■ Task to complete ■
Which lines in the data below contain the string "with"? Return every one of them in full.

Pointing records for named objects
::::::

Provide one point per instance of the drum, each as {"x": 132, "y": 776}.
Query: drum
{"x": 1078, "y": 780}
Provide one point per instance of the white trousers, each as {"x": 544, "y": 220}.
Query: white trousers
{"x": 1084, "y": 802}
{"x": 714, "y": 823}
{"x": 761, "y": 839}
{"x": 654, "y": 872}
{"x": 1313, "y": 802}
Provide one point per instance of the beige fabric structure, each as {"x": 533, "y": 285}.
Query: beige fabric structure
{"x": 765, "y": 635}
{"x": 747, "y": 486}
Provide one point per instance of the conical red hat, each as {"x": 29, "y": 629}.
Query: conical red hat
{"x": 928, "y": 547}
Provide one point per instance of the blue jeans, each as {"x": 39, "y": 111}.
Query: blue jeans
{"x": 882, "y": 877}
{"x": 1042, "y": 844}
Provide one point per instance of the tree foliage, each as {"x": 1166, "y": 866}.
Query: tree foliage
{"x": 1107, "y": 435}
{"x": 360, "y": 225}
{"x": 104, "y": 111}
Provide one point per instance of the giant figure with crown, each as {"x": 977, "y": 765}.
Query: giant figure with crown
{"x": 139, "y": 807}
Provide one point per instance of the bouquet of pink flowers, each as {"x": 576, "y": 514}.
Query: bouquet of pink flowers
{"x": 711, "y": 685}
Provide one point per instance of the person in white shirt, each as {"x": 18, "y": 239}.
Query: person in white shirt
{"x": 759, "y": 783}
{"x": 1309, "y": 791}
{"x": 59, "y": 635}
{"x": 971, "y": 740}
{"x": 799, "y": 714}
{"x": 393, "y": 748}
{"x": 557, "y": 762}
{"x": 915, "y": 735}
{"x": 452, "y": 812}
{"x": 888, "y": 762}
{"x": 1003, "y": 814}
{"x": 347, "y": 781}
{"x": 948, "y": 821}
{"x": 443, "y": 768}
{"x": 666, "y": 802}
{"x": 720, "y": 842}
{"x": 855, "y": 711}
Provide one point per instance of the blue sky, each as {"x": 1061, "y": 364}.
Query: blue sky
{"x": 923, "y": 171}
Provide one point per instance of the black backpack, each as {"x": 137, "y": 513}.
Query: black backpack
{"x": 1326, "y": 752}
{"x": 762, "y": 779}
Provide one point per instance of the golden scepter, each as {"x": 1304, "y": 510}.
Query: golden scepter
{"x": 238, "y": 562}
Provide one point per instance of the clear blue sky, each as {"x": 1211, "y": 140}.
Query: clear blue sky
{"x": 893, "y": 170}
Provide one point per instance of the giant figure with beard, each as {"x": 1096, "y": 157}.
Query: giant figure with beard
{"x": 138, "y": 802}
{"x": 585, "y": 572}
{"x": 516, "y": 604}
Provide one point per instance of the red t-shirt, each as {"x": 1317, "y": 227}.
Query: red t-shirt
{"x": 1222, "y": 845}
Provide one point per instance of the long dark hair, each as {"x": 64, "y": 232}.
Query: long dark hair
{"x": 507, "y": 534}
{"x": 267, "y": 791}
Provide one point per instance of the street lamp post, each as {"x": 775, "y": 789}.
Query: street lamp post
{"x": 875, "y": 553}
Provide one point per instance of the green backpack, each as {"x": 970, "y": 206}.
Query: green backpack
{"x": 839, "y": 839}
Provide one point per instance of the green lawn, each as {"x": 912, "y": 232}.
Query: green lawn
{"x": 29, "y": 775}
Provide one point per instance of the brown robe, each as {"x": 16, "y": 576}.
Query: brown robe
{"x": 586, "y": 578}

::::::

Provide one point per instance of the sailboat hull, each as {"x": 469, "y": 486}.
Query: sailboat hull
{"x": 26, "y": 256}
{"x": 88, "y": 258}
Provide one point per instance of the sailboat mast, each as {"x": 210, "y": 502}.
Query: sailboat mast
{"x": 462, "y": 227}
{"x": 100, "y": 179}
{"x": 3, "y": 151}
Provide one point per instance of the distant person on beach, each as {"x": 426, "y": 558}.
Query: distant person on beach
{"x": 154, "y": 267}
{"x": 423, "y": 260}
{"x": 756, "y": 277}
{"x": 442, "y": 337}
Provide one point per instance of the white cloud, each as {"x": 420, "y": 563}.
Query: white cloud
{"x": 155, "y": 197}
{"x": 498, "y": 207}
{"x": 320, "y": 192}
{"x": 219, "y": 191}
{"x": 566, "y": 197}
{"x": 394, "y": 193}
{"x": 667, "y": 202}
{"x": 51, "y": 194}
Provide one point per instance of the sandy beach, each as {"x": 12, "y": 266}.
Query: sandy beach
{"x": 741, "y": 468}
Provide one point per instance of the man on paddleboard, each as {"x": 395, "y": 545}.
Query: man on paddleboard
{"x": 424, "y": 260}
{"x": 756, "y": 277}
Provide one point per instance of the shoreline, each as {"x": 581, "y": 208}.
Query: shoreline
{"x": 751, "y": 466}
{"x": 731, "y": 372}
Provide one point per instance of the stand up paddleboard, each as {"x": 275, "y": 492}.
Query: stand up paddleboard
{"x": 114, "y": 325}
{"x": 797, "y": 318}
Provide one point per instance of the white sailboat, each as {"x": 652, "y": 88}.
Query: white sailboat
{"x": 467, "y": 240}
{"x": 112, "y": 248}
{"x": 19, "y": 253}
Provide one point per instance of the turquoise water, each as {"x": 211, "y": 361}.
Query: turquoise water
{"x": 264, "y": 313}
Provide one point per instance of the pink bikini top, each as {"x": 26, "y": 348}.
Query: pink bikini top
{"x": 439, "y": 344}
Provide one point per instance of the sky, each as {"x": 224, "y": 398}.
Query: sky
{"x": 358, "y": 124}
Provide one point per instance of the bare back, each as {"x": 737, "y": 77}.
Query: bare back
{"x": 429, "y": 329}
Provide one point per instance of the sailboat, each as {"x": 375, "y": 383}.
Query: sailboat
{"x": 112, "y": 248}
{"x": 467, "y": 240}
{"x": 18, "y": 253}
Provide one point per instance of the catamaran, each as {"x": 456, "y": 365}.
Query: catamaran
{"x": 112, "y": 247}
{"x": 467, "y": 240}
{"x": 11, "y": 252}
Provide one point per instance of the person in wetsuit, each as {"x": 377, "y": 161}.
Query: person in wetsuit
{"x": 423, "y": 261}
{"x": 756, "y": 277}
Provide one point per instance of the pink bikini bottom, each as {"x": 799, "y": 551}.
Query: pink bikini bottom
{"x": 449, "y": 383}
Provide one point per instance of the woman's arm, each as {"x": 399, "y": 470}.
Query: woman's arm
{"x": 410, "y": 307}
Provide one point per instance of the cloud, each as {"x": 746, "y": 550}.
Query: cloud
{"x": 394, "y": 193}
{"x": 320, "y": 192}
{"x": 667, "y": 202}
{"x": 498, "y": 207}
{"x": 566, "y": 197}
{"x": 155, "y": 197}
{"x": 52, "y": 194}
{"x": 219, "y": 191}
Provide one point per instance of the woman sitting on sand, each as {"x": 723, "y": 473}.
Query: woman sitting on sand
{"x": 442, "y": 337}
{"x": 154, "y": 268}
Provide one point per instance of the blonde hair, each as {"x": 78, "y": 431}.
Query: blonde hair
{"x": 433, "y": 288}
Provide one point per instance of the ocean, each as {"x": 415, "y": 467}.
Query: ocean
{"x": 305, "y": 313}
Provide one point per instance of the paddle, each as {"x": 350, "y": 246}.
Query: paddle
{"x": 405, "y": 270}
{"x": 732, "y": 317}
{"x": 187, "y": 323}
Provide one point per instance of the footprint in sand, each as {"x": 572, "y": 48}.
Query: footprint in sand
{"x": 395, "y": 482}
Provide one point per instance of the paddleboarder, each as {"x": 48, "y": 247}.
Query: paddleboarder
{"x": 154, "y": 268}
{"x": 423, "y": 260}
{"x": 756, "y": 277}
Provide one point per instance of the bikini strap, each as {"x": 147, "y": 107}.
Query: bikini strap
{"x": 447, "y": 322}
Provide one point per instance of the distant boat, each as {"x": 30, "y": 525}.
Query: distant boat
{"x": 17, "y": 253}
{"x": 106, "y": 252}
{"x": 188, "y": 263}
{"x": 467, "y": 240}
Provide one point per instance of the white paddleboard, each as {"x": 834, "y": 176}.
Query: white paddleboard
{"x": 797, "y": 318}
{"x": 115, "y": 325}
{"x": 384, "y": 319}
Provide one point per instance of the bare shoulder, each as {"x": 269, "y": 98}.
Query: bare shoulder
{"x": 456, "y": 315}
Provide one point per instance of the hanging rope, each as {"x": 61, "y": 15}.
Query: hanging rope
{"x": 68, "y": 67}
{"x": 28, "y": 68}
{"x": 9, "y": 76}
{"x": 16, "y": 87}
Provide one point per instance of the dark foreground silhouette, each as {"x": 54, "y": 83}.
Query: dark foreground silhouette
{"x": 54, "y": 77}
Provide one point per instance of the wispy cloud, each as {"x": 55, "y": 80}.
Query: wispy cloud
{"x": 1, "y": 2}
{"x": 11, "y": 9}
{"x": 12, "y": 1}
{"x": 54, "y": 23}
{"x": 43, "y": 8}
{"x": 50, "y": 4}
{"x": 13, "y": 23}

::::::

■ Exercise solution ■
Provide one point per instance of the giant figure with crown, each as {"x": 977, "y": 765}.
Query: giant figure with crown
Provide one point per instance of the giant figure with beard, each as {"x": 1096, "y": 157}.
Query: giant figure with beard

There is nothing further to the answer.